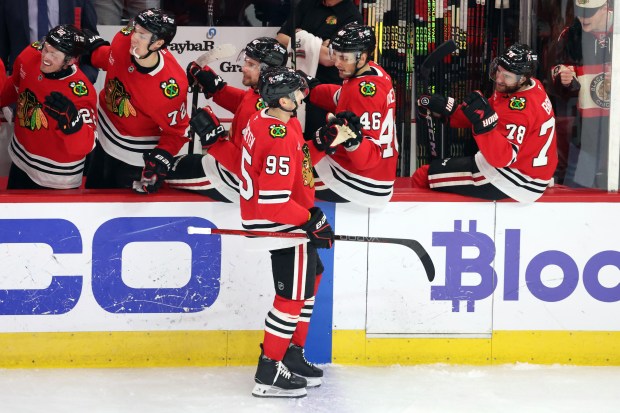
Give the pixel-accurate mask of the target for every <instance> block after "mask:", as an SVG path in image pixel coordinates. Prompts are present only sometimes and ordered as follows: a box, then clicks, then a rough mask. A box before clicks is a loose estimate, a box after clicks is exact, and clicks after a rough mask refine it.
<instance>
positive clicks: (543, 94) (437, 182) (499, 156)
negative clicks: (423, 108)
mask: <svg viewBox="0 0 620 413" xmlns="http://www.w3.org/2000/svg"><path fill="white" fill-rule="evenodd" d="M535 62H536V55H534V54H533V53H532V51H531V49H530V48H529V46H527V45H525V44H520V43H516V44H513V45H512V46H510V47H509V48H508V49H506V51H505V52H504V53H503V54H502V55H501V56H499V57H497V58H496V59H495V60H494V61H493V62H492V64H491V66H490V77H491V80H493V81H494V82H495V86H494V92H493V95H491V97H490V98H489V99H488V100H487V99H486V98H485V97H484V96H482V94H481V93H480V92H472V93H470V94H469V95H468V96H467V97H466V98H465V99H464V101H463V103H462V104H461V105H459V106H458V108H457V107H456V105H454V99H452V98H446V97H443V96H441V95H432V96H422V97H420V99H418V106H420V107H421V108H425V109H426V110H428V111H430V112H432V113H436V114H439V115H441V116H444V117H446V118H448V120H449V124H450V126H452V127H462V128H464V127H471V129H472V133H473V137H474V139H475V141H476V143H477V144H478V149H479V151H478V152H477V153H476V155H475V156H473V157H471V156H462V157H453V158H445V159H436V160H433V161H432V162H431V163H430V164H429V165H424V166H422V167H420V168H418V169H417V170H416V171H415V173H414V174H413V177H412V181H413V186H414V187H422V188H430V189H434V190H437V191H443V192H451V193H457V194H461V195H467V196H474V197H477V198H482V199H488V200H499V199H505V198H512V199H514V200H516V201H519V202H534V201H536V200H537V199H538V198H540V196H541V195H542V194H543V193H544V192H545V189H546V188H547V187H548V186H549V185H550V183H551V182H552V177H553V174H554V172H555V168H556V166H557V163H558V155H557V148H556V137H555V116H554V113H553V108H552V106H551V101H550V100H549V97H548V96H547V93H546V92H545V89H544V87H543V85H542V84H541V82H540V81H539V80H538V79H535V78H534V77H532V76H533V74H534V73H535Z"/></svg>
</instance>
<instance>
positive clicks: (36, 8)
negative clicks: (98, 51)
mask: <svg viewBox="0 0 620 413" xmlns="http://www.w3.org/2000/svg"><path fill="white" fill-rule="evenodd" d="M46 4H47V9H48V13H47V14H46V15H45V19H46V20H47V21H46V22H43V24H44V26H45V29H44V30H43V33H39V31H38V13H37V11H38V9H39V7H38V4H37V0H20V1H11V0H0V59H2V60H3V61H4V62H5V64H6V68H7V70H9V73H10V71H11V70H12V68H13V63H14V62H15V58H16V57H17V55H18V54H19V53H21V52H22V50H24V48H25V47H26V46H28V45H29V44H30V43H33V42H35V41H37V40H40V39H41V38H42V37H43V36H45V34H46V33H47V32H48V30H50V29H51V28H52V27H56V26H58V25H61V24H72V25H74V26H76V27H77V28H79V29H88V30H91V31H92V32H95V33H97V14H96V12H95V6H94V3H93V0H48V1H47V2H46ZM80 69H82V71H83V72H84V73H85V74H86V76H87V77H88V79H89V80H90V81H91V82H92V83H95V81H96V80H97V73H98V70H96V69H95V68H93V67H92V66H89V65H80Z"/></svg>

==================================================

Task details >>
Go through the records above and copy every line with the word "instance".

Task solution >>
Give the pixel-accurate mask of the target for every <instance> block after "mask:", as an SVG path in image pixel coordinates. Prompts are present only sometimes and ordered as follows: a box, then clicks, then a rough mask. A box before clicks is a loose estimate, a box after clicks is exact, and clicks after a rough mask refine it.
<instance>
</instance>
<instance>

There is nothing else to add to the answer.